--- To be done ---
Output the lines from the one containing "line as [171,225]." through the last line of the entries as a Markdown table with two columns, Row for the row number and Line for the line itself. Leave out blank lines.

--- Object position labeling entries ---

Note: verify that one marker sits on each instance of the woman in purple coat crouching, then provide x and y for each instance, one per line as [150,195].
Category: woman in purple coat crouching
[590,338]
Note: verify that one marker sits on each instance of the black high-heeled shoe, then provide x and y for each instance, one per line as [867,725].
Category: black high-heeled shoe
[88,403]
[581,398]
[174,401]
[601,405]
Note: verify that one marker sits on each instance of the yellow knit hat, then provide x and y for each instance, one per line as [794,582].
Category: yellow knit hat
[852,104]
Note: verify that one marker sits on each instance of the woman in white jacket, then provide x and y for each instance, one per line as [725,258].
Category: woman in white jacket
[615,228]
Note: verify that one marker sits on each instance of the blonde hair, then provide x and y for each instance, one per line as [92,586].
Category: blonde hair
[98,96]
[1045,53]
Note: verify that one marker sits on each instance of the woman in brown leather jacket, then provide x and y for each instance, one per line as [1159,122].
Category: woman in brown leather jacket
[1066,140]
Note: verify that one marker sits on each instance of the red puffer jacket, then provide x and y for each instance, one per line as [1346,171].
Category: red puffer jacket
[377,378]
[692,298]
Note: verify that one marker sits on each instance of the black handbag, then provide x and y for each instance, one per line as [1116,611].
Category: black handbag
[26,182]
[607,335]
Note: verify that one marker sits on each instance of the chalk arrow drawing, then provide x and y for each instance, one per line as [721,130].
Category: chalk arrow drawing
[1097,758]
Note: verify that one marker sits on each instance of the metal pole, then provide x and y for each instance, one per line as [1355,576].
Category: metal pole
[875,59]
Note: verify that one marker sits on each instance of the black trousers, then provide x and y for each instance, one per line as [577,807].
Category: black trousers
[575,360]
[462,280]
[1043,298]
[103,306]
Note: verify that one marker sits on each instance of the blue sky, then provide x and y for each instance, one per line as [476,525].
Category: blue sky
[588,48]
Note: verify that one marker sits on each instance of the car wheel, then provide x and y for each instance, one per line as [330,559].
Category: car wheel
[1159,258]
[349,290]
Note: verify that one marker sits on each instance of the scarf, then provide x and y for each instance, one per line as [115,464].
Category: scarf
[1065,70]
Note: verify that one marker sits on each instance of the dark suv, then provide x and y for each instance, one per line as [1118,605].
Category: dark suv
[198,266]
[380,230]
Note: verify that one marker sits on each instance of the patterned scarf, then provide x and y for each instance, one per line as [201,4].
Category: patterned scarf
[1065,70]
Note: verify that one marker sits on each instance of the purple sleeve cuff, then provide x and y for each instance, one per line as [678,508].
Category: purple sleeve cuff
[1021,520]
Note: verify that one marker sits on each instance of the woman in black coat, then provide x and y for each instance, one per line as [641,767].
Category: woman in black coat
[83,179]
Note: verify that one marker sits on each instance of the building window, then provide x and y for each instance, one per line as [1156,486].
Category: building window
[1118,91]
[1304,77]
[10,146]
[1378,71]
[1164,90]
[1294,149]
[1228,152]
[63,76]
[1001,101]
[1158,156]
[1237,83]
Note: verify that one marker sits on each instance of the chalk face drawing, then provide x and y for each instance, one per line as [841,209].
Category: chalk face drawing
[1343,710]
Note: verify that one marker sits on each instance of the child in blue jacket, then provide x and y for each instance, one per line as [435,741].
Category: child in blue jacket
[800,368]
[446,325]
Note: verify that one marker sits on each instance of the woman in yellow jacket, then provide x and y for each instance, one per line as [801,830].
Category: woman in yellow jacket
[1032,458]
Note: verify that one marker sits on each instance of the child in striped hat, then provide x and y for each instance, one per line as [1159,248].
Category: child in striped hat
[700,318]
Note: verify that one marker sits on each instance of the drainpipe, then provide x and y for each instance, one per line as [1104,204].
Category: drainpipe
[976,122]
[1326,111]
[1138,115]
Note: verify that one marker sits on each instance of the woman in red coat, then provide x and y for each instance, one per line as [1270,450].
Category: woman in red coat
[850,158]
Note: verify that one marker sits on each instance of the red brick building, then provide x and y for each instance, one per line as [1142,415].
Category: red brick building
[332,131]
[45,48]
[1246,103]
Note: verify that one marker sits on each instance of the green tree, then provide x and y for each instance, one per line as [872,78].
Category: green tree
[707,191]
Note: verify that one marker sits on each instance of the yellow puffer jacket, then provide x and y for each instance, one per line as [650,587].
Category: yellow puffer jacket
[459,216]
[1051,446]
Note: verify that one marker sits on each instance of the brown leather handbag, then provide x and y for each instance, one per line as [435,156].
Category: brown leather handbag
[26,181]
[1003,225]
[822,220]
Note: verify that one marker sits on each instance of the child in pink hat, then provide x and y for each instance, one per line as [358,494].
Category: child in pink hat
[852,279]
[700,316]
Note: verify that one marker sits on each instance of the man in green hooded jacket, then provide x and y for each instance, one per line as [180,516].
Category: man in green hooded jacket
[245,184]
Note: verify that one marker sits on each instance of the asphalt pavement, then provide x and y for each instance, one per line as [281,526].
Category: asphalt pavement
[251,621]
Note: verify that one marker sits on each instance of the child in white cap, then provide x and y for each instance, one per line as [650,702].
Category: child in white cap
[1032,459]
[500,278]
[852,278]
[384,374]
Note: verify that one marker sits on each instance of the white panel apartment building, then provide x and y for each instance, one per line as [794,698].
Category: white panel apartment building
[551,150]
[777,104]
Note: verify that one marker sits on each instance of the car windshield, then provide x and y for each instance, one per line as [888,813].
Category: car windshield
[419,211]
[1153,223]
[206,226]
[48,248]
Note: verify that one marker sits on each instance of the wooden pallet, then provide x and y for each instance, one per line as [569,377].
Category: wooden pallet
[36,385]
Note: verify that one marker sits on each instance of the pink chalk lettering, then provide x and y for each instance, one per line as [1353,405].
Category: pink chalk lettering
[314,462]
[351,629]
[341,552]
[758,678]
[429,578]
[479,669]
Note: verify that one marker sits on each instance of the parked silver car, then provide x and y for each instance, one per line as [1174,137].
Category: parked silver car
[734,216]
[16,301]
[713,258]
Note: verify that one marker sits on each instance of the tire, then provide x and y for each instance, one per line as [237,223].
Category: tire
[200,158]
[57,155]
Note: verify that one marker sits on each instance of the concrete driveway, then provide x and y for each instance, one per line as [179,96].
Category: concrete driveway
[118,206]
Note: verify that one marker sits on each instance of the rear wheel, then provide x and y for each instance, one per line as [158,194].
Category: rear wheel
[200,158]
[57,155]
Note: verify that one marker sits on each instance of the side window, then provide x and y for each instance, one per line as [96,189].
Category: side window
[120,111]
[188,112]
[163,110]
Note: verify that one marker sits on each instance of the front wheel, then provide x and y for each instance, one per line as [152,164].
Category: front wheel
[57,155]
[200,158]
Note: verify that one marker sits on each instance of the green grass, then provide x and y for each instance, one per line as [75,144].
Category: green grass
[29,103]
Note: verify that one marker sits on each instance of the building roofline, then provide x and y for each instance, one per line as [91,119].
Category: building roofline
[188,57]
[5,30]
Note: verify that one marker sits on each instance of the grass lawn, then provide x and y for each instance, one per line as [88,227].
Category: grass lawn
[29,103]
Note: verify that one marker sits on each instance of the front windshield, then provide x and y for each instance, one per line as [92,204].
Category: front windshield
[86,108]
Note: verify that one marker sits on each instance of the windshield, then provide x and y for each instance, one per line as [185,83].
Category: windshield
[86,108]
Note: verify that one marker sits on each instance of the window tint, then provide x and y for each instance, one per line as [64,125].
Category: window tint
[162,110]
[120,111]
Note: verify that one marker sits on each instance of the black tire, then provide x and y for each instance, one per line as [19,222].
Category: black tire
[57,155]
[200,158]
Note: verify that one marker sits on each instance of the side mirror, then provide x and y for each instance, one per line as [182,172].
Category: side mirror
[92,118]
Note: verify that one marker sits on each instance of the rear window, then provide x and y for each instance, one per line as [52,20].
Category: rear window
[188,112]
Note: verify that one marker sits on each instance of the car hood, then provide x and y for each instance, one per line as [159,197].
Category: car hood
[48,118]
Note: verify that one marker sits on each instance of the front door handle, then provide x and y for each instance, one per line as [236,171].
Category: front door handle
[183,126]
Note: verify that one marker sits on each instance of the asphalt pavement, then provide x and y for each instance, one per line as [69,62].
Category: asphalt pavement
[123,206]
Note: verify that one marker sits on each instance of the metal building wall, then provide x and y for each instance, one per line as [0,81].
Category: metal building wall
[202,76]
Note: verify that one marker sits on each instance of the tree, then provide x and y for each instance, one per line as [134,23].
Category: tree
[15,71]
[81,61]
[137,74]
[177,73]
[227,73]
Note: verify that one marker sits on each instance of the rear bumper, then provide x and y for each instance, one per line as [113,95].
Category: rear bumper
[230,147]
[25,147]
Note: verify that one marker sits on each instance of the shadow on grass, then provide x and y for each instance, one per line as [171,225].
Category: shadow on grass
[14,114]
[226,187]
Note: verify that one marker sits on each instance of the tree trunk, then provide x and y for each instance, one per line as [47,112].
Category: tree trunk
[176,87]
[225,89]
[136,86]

--- Output ---
| Row | Line |
|---|---|
| 1 | Note: verify that one marker sits on each instance of the shadow on grass, then provide x and y for each instance, one per line as [171,225]. |
| 2 | Category: shadow on grass |
| 3 | [14,114] |
| 4 | [226,187] |
| 5 | Note: verify that one marker sits on each instance of the tree trunk, then provide x and y for each instance, one per line as [47,112]. |
| 6 | Category: tree trunk |
| 7 | [176,87] |
| 8 | [225,89] |
| 9 | [136,86] |